• **Input records**:
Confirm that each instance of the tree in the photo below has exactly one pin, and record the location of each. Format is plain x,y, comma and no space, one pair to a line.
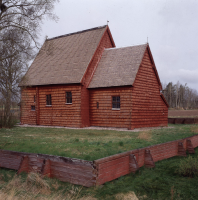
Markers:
20,25
26,17
180,96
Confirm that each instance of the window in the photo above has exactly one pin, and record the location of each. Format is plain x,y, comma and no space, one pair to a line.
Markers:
68,97
116,102
48,100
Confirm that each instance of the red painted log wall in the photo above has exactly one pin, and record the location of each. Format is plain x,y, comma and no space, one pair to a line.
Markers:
27,100
59,113
104,115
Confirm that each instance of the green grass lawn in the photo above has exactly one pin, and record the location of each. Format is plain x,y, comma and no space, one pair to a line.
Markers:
87,144
162,182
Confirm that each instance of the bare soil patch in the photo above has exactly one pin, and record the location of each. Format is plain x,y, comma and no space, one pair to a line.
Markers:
183,113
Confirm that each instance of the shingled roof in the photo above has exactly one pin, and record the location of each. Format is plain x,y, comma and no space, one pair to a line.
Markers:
64,59
118,66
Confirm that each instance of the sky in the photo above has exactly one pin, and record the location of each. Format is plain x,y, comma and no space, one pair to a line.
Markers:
170,26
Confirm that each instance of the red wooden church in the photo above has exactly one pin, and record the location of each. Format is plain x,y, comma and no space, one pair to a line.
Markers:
81,79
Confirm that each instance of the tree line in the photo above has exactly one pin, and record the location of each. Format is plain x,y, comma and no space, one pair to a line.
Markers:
20,26
180,96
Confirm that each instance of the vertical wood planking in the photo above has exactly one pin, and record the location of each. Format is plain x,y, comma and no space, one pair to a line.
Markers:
149,109
85,100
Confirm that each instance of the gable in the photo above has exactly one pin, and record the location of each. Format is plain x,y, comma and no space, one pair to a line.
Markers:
64,59
118,66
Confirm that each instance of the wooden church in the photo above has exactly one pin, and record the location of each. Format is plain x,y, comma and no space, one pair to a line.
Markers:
81,79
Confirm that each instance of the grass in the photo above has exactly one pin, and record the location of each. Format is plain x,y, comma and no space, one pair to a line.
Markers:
162,182
86,144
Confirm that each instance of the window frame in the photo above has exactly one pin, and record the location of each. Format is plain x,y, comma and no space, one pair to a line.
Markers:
116,102
48,101
33,106
68,99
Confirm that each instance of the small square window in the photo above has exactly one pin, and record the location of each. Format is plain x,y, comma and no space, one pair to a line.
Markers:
48,100
68,97
116,102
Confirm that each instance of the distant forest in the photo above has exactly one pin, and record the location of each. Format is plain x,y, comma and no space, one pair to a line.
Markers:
180,96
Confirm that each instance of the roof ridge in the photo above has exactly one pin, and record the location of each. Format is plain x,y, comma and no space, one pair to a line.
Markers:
126,46
91,29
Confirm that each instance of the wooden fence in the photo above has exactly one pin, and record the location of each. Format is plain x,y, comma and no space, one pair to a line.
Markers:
183,120
91,173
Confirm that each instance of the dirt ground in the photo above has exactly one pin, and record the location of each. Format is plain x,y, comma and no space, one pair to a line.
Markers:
183,113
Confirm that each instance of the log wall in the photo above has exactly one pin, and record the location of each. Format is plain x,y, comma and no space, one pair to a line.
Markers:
59,113
148,108
104,43
105,115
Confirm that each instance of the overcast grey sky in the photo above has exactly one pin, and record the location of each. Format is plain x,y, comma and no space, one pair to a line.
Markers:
170,25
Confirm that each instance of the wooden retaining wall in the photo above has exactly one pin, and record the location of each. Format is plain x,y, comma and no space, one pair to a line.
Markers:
113,167
71,170
92,173
183,120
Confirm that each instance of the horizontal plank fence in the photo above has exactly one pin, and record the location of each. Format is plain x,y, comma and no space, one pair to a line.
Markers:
92,173
183,120
76,171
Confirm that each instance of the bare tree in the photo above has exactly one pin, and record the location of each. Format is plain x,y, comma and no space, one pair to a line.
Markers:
20,25
180,96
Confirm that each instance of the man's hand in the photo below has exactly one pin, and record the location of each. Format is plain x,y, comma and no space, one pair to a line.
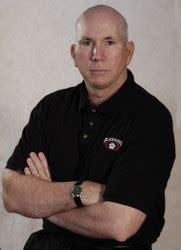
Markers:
38,166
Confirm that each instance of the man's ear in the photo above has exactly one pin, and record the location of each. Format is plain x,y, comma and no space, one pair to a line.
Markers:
130,51
72,51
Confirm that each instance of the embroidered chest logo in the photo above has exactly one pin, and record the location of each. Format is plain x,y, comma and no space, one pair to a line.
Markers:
112,144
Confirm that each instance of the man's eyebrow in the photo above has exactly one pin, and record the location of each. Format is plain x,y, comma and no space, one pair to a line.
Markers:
108,38
85,38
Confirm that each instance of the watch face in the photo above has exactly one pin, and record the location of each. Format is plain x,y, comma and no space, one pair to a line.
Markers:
76,191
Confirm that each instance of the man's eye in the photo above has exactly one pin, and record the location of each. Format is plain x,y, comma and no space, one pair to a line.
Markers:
110,42
85,43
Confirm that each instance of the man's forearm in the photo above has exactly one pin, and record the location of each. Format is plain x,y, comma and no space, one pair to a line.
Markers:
106,220
34,197
92,221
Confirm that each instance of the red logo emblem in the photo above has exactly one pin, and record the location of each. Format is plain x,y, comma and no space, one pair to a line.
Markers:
112,144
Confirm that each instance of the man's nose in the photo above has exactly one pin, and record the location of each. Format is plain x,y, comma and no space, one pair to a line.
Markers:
97,53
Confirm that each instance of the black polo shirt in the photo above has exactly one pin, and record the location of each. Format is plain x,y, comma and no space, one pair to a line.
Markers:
126,143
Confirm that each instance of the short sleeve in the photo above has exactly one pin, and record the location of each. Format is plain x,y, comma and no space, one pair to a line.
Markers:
33,139
139,176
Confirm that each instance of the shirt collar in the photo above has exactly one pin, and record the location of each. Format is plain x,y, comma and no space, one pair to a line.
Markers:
111,105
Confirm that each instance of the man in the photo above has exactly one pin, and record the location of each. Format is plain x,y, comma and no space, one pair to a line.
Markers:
94,159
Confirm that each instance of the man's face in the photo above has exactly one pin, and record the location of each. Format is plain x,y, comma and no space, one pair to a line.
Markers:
101,54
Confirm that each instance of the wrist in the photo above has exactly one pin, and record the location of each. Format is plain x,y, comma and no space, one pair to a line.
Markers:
77,193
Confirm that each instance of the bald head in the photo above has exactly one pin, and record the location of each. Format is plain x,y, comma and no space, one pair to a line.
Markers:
103,12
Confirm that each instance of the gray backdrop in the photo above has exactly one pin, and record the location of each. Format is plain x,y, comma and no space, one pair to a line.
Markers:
35,37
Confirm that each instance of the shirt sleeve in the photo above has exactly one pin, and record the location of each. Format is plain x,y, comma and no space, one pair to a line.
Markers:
139,176
33,139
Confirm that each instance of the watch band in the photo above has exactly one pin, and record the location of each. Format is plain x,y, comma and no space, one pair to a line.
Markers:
77,196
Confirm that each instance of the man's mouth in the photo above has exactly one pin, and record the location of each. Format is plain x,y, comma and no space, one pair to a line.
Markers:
98,71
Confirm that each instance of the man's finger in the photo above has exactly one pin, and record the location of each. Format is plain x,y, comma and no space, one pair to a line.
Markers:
27,171
38,165
32,167
45,163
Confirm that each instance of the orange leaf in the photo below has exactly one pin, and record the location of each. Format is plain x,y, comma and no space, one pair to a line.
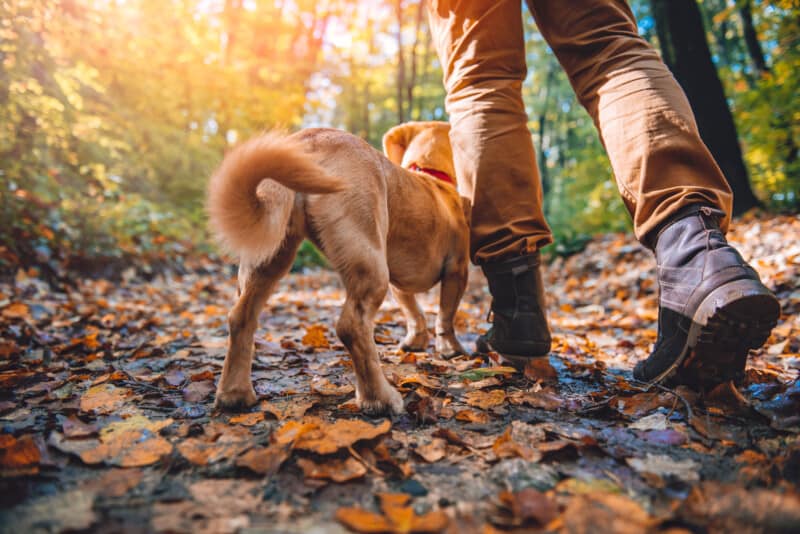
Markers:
16,310
485,399
288,407
19,453
247,419
315,337
328,438
334,469
104,398
265,460
360,520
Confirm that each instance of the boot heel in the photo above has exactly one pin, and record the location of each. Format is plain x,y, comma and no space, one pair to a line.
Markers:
732,320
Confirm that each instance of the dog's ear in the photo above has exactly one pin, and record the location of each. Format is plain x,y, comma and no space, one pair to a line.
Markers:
396,141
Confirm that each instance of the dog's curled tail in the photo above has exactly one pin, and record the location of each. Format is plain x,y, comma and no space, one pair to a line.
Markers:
249,205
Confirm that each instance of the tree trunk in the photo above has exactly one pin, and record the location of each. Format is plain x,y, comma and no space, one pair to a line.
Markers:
685,50
401,64
412,80
751,38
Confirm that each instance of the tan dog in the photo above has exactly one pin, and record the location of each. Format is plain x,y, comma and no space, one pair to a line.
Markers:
377,223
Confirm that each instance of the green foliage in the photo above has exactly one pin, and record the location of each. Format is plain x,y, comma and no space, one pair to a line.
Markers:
113,114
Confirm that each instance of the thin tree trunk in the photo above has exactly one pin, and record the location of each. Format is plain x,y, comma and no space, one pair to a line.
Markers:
751,38
412,81
685,50
401,66
543,172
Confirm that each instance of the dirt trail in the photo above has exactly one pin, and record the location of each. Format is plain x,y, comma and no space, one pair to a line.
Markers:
106,418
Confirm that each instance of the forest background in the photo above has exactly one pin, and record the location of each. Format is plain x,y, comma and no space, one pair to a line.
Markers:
113,113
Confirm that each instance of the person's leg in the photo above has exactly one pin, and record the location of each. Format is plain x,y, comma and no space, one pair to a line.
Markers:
482,51
644,119
481,47
712,305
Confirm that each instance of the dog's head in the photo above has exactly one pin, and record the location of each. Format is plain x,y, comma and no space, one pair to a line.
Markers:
423,145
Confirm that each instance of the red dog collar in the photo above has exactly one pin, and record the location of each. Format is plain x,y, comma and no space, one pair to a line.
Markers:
443,176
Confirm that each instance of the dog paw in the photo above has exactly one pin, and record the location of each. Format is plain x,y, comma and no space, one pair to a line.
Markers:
448,346
389,403
415,342
235,399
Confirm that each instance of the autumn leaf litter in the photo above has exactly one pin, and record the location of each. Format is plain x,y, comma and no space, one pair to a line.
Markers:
106,417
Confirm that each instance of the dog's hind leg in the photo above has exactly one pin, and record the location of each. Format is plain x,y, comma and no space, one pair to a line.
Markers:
454,281
366,283
416,339
235,389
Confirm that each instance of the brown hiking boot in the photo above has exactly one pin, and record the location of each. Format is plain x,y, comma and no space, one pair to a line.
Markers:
713,307
519,329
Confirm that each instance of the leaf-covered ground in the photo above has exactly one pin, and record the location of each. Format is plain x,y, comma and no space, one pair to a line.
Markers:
107,424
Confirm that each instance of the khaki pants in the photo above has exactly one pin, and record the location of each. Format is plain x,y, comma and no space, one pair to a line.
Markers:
643,116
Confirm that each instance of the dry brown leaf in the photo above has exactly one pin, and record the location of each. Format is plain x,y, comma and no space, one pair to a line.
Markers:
19,455
328,438
104,398
128,448
115,482
247,419
398,517
315,337
542,399
472,416
527,507
265,460
359,520
334,469
505,447
16,310
433,451
615,513
326,388
485,399
288,407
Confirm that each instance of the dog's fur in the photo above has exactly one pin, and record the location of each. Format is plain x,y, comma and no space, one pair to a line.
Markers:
378,224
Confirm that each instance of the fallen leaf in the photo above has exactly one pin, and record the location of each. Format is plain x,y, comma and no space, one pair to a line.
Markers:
16,310
218,443
115,482
472,416
433,451
315,337
247,419
654,421
719,507
485,399
265,460
104,398
326,388
288,407
608,511
663,465
505,447
397,517
474,375
334,469
19,455
540,369
198,391
527,507
328,438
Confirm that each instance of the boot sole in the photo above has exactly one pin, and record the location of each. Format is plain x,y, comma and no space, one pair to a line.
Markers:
517,361
733,319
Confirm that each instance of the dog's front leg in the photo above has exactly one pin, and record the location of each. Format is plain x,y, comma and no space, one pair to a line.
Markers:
374,394
454,282
416,339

• **To be done**: Exactly and only the lines from the line containing "Confirm that each instance of the leaf-covered" through the last line of the entries should be copied, both ends included.

• **Exercise answer**:
Confirm that each instance of the leaf-covered ground in the photo above has exactly one pin, and record the location of each. Format is plain x,y, comma and no space, one pair to a line.
Markers:
107,424
Confirm that each instance of the khaki pants in the photo above has exactly one pin, and record the location of each. Format is plain x,y, comma and no space, one pair to a line.
Markers:
643,116
Confirm that each instance of the dry brown leaf in the photo above has exactly one pin, and record the location of each. Format is plain x,y, comma and no space, one pair to a line.
Markers:
19,455
328,438
104,398
128,448
115,482
247,419
398,517
315,337
542,399
472,416
527,507
265,460
359,520
334,469
505,447
16,310
433,451
615,513
326,388
485,399
288,407
Confirm that each instance of the dog's fur in the photo above has exactly one pin, and record the location of each. Format is plain x,y, comma and no space, one pair to a line.
Markers:
378,224
Confirm that each instance of the fallen leaf in the photo above has exactly one pin, and record the location of each. Format is plain x,y, comma and no space, one pair to a line.
Markers:
16,310
218,443
115,482
472,416
433,451
315,337
247,419
654,421
719,507
485,399
265,460
104,398
326,388
288,407
608,511
663,465
505,447
397,517
474,375
334,469
19,455
540,369
198,391
527,507
328,438
Confirm that each instance of the boot sole in the photo above has exactly one pin, and record the location of each. Format is plain x,y, comma and no space, one pair to a line.
Markers:
517,361
733,319
Confirm that each instance of the dog's front leg in the photo above has exactly one pin, and record the location of each. Format is plain x,y, comma and no space, one pair to a line.
Markers:
374,394
454,282
416,339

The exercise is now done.